> [SHORT EXERCISE]:
How many of the lines below contain the string "wheel"? Case counts, and the reply should be only the number.

>> Start RECORD EXCERPTS

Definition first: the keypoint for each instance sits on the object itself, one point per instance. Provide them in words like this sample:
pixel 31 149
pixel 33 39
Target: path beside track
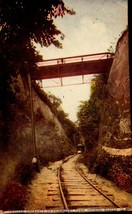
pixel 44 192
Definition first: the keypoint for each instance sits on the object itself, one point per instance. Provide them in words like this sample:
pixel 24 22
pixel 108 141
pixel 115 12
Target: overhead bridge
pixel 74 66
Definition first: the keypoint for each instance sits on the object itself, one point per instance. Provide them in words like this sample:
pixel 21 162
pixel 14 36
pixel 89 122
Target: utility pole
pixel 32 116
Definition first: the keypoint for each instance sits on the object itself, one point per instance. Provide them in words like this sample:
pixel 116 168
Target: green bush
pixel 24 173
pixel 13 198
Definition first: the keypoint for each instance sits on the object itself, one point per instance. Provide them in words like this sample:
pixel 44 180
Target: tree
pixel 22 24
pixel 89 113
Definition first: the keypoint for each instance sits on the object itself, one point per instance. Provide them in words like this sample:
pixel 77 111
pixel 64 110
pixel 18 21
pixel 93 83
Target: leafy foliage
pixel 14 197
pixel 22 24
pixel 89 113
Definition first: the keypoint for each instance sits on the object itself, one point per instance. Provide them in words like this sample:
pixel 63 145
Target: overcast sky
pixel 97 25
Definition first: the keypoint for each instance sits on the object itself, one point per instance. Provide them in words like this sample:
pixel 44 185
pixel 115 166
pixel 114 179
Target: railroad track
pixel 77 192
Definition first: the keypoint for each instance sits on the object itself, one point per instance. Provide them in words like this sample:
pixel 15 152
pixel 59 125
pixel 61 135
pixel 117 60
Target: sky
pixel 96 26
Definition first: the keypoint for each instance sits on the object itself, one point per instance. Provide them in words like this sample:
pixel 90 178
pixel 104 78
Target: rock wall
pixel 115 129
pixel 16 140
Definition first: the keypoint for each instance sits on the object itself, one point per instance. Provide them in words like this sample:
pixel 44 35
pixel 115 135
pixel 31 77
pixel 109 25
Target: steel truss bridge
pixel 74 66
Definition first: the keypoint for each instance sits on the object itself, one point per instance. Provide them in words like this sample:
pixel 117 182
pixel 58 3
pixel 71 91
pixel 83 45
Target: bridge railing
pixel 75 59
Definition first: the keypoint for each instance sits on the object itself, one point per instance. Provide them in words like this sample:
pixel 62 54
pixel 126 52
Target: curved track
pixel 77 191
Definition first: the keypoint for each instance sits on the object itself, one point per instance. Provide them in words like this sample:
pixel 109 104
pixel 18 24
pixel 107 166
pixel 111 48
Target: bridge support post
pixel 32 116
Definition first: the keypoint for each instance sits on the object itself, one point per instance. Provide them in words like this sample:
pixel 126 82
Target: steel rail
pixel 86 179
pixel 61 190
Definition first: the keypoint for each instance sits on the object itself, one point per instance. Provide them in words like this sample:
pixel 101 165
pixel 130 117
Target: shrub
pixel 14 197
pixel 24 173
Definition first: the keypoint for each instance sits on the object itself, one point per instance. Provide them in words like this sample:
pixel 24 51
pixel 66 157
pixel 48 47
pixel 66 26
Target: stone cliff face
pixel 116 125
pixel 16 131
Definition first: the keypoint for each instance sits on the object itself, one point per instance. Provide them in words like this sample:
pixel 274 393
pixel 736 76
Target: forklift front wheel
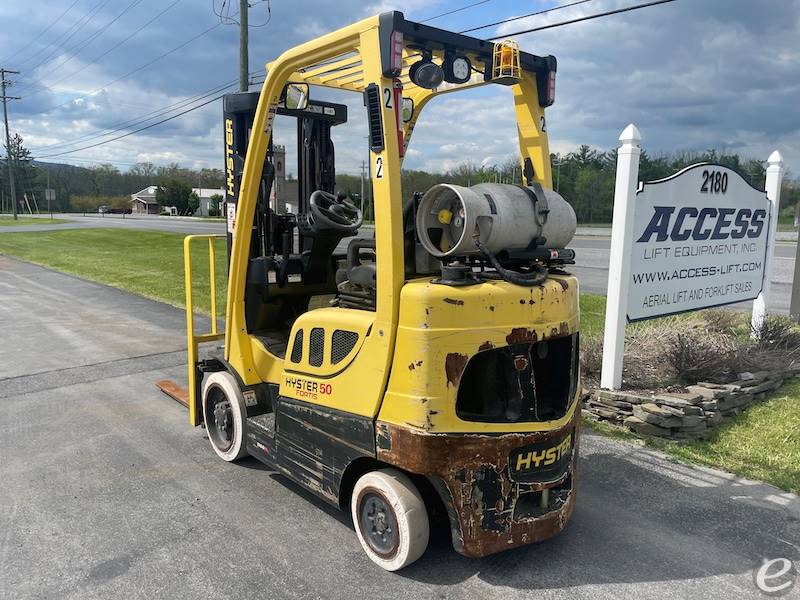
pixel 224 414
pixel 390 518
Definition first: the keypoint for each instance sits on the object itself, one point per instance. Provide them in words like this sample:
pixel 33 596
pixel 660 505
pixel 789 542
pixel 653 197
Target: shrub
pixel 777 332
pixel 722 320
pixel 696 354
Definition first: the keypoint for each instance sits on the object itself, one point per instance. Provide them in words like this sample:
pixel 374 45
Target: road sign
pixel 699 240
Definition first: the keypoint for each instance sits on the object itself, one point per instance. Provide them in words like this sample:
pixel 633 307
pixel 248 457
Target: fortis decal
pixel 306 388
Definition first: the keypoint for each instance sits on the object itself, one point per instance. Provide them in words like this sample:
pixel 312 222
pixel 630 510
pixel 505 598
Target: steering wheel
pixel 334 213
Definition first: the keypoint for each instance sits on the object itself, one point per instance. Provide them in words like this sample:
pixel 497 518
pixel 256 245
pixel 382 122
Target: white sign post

>> End RECORD EXCERPTS
>> Start RECORD EXCERPTS

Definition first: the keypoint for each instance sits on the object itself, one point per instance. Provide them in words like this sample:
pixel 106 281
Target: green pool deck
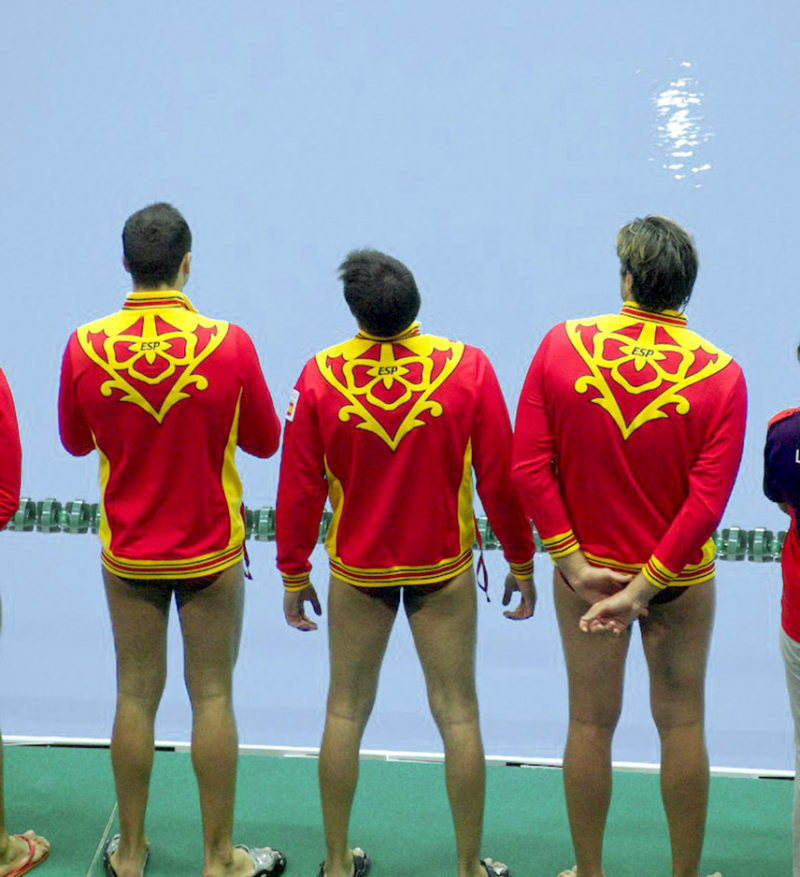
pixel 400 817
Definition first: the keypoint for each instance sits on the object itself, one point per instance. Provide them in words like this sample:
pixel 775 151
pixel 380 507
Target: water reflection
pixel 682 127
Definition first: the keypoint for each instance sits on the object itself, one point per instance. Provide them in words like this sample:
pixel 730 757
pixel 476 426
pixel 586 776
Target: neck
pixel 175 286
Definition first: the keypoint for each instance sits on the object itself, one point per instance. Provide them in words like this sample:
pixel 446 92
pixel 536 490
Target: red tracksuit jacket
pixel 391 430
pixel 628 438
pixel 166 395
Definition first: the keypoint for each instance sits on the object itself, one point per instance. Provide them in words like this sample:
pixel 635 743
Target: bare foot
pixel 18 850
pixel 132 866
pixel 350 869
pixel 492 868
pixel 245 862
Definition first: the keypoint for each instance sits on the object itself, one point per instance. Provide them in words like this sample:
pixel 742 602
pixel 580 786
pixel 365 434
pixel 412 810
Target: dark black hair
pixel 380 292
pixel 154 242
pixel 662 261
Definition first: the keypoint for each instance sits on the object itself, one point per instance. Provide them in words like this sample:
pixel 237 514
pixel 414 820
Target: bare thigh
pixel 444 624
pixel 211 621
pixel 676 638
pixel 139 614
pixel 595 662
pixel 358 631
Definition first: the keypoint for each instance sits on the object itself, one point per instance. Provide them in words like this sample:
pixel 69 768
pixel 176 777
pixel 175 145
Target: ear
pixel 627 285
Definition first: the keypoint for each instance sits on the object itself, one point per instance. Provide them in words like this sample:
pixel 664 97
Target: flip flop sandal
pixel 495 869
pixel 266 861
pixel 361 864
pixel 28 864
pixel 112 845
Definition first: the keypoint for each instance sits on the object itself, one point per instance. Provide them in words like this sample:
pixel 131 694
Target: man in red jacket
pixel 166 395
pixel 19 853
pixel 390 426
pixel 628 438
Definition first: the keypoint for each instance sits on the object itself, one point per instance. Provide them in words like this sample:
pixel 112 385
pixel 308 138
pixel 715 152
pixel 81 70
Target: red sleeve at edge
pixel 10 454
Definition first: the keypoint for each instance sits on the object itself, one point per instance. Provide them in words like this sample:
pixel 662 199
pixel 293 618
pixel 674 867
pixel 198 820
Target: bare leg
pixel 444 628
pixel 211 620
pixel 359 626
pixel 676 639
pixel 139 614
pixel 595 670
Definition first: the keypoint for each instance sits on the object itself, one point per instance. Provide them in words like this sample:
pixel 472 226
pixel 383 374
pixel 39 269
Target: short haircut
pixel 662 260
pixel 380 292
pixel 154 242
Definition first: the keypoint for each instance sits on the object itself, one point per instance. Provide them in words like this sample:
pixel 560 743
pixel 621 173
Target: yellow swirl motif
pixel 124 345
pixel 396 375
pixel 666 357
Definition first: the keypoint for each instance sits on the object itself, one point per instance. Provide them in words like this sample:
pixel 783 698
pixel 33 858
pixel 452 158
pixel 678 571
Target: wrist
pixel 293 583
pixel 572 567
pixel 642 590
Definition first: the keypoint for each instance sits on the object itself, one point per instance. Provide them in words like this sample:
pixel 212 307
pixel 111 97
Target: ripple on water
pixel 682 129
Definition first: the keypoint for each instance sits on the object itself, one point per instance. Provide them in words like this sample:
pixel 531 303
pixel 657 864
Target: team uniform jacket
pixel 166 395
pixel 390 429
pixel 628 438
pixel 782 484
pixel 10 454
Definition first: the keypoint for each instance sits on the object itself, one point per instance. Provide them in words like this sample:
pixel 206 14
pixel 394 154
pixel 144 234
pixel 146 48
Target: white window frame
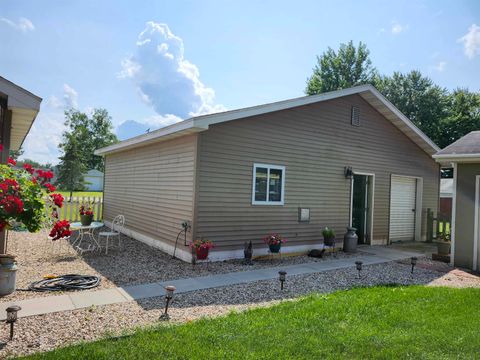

>> End RECORD EXCERPTS

> [IN RESPONSE]:
2